* Instructions to follow
All lines from the first one in the listing below to the one holding "Use the even-odd", inclusive, are to be copied exactly.

================

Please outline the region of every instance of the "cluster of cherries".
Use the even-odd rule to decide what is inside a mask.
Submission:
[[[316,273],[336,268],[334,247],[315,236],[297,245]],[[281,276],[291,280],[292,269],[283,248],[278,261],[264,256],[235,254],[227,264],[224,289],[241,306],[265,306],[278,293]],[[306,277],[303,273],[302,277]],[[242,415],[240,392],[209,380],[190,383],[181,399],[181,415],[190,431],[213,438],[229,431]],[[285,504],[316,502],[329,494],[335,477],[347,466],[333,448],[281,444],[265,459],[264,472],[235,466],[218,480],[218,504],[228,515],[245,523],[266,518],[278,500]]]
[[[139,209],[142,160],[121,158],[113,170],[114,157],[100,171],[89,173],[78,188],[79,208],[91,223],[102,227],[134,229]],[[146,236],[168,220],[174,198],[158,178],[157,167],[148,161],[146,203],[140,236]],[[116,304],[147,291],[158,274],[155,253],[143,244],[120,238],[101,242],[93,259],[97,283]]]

================

* Reply
Please outline the region of every instance of the "cluster of cherries".
Use the even-odd rule to decide what is inside a mask.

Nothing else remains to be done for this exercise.